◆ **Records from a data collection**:
##############################

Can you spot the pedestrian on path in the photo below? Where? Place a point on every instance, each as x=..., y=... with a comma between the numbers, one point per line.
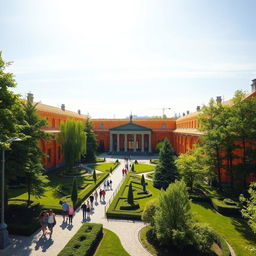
x=88, y=210
x=100, y=194
x=110, y=184
x=51, y=221
x=65, y=207
x=43, y=218
x=84, y=208
x=91, y=200
x=96, y=196
x=103, y=195
x=70, y=214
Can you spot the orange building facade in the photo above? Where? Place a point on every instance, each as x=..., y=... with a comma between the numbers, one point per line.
x=127, y=136
x=51, y=148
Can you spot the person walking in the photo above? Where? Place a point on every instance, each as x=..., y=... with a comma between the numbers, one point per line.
x=43, y=218
x=91, y=200
x=103, y=195
x=70, y=214
x=88, y=210
x=65, y=207
x=84, y=208
x=51, y=221
x=96, y=196
x=100, y=194
x=110, y=184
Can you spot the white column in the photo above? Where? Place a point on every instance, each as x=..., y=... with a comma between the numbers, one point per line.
x=118, y=147
x=142, y=142
x=134, y=142
x=111, y=143
x=149, y=143
x=125, y=142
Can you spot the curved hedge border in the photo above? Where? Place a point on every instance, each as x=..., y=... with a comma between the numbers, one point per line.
x=228, y=210
x=84, y=242
x=222, y=244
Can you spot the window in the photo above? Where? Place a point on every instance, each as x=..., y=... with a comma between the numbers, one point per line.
x=59, y=153
x=163, y=126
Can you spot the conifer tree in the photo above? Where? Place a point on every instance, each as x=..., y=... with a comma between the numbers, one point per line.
x=91, y=142
x=143, y=182
x=166, y=171
x=73, y=141
x=74, y=192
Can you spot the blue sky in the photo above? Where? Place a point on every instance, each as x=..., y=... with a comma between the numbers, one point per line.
x=109, y=58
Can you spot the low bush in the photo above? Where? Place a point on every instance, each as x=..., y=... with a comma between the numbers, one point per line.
x=22, y=219
x=127, y=206
x=84, y=242
x=229, y=210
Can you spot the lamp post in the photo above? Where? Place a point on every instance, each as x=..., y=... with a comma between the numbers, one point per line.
x=4, y=238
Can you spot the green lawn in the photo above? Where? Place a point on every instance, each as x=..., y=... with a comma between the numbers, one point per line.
x=103, y=167
x=140, y=168
x=59, y=188
x=139, y=197
x=234, y=230
x=110, y=245
x=154, y=161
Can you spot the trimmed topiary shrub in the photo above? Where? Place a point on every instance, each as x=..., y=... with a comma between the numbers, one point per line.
x=225, y=209
x=22, y=220
x=84, y=242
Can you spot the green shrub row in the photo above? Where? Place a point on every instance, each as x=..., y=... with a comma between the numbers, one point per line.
x=222, y=244
x=225, y=209
x=22, y=220
x=82, y=195
x=84, y=242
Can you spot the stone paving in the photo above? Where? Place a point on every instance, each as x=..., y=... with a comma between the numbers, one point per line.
x=36, y=245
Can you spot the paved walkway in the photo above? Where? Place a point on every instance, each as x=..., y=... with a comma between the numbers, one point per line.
x=35, y=245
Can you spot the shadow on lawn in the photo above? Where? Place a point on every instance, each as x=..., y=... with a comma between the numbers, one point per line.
x=242, y=227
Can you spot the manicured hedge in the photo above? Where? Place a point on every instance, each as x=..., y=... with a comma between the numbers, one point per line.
x=225, y=209
x=84, y=242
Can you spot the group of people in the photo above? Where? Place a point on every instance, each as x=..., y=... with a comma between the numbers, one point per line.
x=108, y=184
x=67, y=212
x=47, y=220
x=124, y=171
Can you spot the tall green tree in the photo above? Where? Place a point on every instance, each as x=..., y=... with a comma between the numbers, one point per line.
x=244, y=123
x=30, y=164
x=91, y=142
x=173, y=221
x=73, y=141
x=195, y=167
x=249, y=206
x=211, y=120
x=11, y=112
x=166, y=171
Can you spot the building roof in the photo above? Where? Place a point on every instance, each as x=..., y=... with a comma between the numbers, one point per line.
x=130, y=127
x=50, y=109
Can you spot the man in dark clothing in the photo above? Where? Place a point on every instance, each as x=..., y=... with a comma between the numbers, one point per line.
x=84, y=208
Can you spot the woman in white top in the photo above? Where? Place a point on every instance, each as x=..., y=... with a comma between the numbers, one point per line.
x=51, y=221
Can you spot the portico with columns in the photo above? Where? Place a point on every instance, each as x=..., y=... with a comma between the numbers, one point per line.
x=130, y=137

##############################

◆ **PROBLEM STATEMENT**: Retype each record exactly as it appears above and drop the images.

◆ **RESULT FOR THIS EXERCISE**:
Can you spot the pedestrian on path in the photo below? Where? Place a point on every instance, each as x=..., y=... with a comma between the numbers, one point per line.
x=88, y=210
x=100, y=194
x=110, y=184
x=51, y=221
x=65, y=207
x=43, y=218
x=84, y=208
x=91, y=200
x=96, y=196
x=103, y=195
x=70, y=214
Can you spot the orange building facade in the photo above? Where? Place a point on every instance, each as x=..., y=... with a comma between the numbers, one point per line.
x=127, y=136
x=51, y=148
Can you spot the person walking in the photo above? Where? Place a point on every instance, each as x=..., y=... with a comma between the numbers, one point per line.
x=43, y=218
x=91, y=200
x=103, y=195
x=70, y=214
x=88, y=210
x=65, y=207
x=84, y=208
x=51, y=221
x=96, y=196
x=100, y=194
x=110, y=184
Can you spot the white column in the photo above? Where? Place a point on every instance, each as x=..., y=... with a comma between the numbers, one point per line.
x=118, y=147
x=142, y=142
x=134, y=142
x=111, y=143
x=149, y=143
x=125, y=142
Can you spot the curved hedge border in the photo above? Where? Place a point on every instance, each as x=..., y=... with a comma between the numbers, one point per line.
x=228, y=210
x=84, y=242
x=222, y=244
Can you spot the window in the photo above? Where? Place a point on every instance, each as x=..., y=... with a comma between the numbers, one point per line.
x=59, y=153
x=163, y=126
Can you spot the conifer tree in the photo above? Where? Place a point on every instance, each as x=..., y=... with a comma between the numbers, one point per line.
x=91, y=142
x=143, y=182
x=166, y=171
x=73, y=141
x=74, y=192
Can you spot the blue sky in the photo above? Where? Place a point on every instance, each as x=..., y=... with a comma between the numbers, one point per line.
x=109, y=58
Can you spot the low bush in the photo above? Where? Place a point on every instance, each as x=..., y=... with a comma between the numbers, one point per line.
x=22, y=219
x=127, y=206
x=84, y=242
x=229, y=210
Can you spot the lamp post in the photo above? Where? Place a point on every instance, each as x=..., y=... with a comma between the numbers, one point per line.
x=4, y=238
Can you spot the green lawn in the photo above? Where? Place a point on every instance, each as x=..., y=... with a comma between the numbers, one point per line.
x=103, y=167
x=140, y=168
x=59, y=188
x=139, y=197
x=234, y=230
x=110, y=245
x=154, y=161
Can you spot the trimmed topiary shrub in the photo above? Where? Place a point on every instance, each as x=..., y=... with a comma between the numbers, one point per line.
x=225, y=209
x=22, y=220
x=84, y=242
Can you spot the green shrub row in the photo above? Where? Place a point on every instance, each as x=..., y=... with a comma between the numbers, one point per line.
x=222, y=244
x=225, y=209
x=22, y=220
x=82, y=195
x=84, y=242
Can you spot the stone paving in the photo above? Where? Place a point on every instance, each as x=..., y=... with a comma between the numbers, one point per line.
x=36, y=245
Can you spot the paved walkway in the photo above? Where? Place a point on every instance, each as x=..., y=... with a comma between the numbers, one point per line.
x=35, y=245
Can you spot the shadow on lawn in the photo above? Where? Place a point on every instance, each as x=..., y=... with a comma between the numbers, one point per line.
x=242, y=227
Can you spot the manicured hedge in the photo above? Where? Place a point on every instance, each as x=..., y=... with a comma between the numbers, one point per line.
x=225, y=209
x=84, y=242
Can you spot the group of people in the photo above? Where? Place a point on every instance, each as x=..., y=... with a comma between the numbers, one point per line.
x=108, y=184
x=67, y=212
x=47, y=220
x=124, y=171
Can you spot the tall green tree in the photo above? Where? Place a point on every instance, each as x=..., y=... with a comma between the numbers, one point per line.
x=244, y=123
x=30, y=164
x=91, y=142
x=173, y=221
x=73, y=141
x=195, y=167
x=249, y=206
x=211, y=120
x=11, y=112
x=166, y=171
Can you spot the building roof in the photo above? Where? Place a point on every instance, each as x=..., y=... with a comma between the numbers, one point per line.
x=130, y=127
x=50, y=109
Can you spot the man in dark clothing in the photo above? Where? Place a point on every instance, each as x=..., y=... with a comma between the numbers, one point per line.
x=84, y=208
Can you spot the woman in white top in the photo above? Where? Place a point on every instance, each as x=..., y=... with a comma between the numbers, one point per line.
x=51, y=221
Can you spot the portico with columns in the photo above? Where? Place a point on every instance, each as x=..., y=... with a comma between the numbers, one point per line.
x=130, y=137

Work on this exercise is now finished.